Point localization data:

-- Opening Marker --

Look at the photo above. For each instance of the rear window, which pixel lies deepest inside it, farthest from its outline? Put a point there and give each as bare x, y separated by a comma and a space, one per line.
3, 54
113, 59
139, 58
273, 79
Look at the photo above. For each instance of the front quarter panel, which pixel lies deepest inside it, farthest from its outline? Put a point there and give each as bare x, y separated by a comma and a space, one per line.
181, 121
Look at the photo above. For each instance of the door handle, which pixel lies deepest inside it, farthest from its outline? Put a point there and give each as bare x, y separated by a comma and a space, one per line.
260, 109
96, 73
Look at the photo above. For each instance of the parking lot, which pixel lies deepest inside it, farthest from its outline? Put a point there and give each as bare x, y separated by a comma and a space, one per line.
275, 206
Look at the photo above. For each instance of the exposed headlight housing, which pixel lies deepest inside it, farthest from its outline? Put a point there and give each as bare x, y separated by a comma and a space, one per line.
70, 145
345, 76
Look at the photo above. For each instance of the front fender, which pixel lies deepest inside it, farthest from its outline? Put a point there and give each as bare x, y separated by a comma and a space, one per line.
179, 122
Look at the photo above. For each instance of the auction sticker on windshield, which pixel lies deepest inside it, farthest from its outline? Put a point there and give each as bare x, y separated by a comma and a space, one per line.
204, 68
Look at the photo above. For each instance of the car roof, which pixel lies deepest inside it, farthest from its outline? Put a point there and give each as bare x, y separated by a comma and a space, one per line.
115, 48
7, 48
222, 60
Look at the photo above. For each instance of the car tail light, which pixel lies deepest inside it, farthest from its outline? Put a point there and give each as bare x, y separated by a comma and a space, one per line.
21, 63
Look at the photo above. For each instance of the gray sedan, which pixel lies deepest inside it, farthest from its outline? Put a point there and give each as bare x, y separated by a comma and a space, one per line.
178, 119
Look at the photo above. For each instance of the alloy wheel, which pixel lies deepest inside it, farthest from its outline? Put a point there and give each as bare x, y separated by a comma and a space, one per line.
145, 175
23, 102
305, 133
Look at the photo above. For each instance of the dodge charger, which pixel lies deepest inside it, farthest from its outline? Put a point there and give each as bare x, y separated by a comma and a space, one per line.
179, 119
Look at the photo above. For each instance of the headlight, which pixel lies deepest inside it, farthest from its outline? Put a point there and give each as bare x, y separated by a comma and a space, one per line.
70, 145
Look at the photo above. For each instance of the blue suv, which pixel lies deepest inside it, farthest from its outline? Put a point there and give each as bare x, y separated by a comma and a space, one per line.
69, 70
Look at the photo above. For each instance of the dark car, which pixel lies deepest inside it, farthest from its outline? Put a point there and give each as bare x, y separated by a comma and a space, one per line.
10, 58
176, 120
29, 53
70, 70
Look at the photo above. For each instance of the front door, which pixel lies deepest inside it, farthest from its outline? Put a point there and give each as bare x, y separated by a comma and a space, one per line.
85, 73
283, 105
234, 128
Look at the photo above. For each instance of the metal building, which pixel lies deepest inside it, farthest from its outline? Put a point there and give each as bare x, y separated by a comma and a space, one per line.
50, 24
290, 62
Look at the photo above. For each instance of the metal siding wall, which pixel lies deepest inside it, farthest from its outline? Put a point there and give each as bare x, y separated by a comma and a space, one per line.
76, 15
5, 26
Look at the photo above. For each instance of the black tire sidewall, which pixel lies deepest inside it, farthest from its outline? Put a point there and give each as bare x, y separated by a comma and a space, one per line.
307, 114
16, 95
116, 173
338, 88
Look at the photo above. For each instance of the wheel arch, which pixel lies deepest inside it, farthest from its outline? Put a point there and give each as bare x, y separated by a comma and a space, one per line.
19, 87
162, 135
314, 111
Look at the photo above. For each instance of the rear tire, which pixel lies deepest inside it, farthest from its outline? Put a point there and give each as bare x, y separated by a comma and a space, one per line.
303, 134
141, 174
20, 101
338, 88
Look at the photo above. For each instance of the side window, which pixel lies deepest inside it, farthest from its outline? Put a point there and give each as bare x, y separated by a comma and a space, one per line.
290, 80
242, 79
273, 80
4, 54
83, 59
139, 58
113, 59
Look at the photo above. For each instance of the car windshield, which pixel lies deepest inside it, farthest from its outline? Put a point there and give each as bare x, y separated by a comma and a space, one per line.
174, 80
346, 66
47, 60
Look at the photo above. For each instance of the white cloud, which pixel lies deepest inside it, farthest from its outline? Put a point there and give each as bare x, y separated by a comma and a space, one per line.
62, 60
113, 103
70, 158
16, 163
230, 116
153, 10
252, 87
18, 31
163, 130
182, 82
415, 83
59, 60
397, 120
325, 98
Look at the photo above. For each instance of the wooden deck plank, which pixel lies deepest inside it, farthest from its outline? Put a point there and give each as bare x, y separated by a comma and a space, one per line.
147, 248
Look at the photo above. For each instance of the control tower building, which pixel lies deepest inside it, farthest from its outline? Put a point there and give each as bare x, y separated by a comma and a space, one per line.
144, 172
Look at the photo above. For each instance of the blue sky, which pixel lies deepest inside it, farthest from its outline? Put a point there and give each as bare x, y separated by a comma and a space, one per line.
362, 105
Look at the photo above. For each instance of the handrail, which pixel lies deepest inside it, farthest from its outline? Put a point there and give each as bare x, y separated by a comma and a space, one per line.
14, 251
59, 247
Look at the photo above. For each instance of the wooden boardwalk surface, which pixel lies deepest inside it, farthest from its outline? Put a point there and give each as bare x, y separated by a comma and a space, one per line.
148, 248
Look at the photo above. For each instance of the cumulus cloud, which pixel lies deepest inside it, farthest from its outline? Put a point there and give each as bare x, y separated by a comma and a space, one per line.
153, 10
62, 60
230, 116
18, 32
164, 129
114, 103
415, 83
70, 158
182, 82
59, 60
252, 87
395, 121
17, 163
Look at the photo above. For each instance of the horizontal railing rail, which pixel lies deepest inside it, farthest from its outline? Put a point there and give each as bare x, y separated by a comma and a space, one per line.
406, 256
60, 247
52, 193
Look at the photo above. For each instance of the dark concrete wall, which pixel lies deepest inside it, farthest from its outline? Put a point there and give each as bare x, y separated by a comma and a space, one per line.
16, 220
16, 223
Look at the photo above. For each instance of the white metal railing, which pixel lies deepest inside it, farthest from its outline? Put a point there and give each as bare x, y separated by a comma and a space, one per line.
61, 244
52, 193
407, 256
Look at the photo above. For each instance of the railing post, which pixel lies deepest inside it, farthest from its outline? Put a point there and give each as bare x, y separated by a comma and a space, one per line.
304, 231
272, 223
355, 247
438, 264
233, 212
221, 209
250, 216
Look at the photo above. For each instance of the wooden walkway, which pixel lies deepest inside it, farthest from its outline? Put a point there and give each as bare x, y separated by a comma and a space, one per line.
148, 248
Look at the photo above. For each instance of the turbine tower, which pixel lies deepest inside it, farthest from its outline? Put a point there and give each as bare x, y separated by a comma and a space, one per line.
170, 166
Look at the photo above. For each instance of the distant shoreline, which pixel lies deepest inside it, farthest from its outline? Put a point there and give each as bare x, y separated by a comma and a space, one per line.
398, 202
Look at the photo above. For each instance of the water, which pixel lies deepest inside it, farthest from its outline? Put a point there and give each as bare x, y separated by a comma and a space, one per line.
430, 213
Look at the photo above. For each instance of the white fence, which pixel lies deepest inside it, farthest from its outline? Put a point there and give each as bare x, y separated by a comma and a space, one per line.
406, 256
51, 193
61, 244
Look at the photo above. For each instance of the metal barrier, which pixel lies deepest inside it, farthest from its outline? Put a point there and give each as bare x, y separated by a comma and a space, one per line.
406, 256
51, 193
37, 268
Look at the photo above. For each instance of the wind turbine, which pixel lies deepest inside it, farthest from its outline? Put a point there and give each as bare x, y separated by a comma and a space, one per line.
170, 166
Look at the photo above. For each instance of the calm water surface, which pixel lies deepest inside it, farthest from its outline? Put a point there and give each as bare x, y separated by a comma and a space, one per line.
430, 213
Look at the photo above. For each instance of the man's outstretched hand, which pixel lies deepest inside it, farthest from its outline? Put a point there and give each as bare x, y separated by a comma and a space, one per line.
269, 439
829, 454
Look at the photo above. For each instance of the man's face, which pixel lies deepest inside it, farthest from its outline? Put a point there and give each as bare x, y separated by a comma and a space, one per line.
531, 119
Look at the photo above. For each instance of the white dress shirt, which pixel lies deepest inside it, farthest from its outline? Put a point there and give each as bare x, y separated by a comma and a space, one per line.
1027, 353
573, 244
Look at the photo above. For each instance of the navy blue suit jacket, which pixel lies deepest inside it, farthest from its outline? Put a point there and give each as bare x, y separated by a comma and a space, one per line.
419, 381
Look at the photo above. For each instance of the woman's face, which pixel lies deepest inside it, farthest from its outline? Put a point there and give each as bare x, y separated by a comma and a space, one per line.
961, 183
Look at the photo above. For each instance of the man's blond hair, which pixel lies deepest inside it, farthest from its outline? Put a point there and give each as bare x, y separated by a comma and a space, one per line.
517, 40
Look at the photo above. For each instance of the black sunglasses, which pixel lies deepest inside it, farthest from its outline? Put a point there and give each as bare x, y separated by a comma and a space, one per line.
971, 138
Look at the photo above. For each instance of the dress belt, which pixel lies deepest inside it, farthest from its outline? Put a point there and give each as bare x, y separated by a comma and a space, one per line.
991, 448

-- Closing Marker --

Once the line that contains "Look at the photo above. For each instance of the woman's" is found, please give it again exactly, along with each line that comes after it, through the last line of the entries.

Look at the photo above. For each instance of the woman's face, which pixel lies deepest inside it, farthest from its outline? Put a point there and give each as bare x, y separated by a comma and a space, one per line.
961, 183
Look at the photo above. For each instance of the man's blond hair, which pixel lies deepest inside it, farthest from its outline? Put a point there and give each as bare x, y separated by a comma and a space, one per line.
517, 40
Look at the photo above. For each instance of the black sunglasses, which pixel lies deepest inside it, farthest from its outline? Put a point there and give each as bare x, y separated by a comma and a space, one per line.
971, 138
Look at the photo above. For each instance of the dress belt, which pixel lies deepest inside it, farthest from its outline? Put a point there and give each as bare x, y separated by a comma and a space, one per line.
991, 448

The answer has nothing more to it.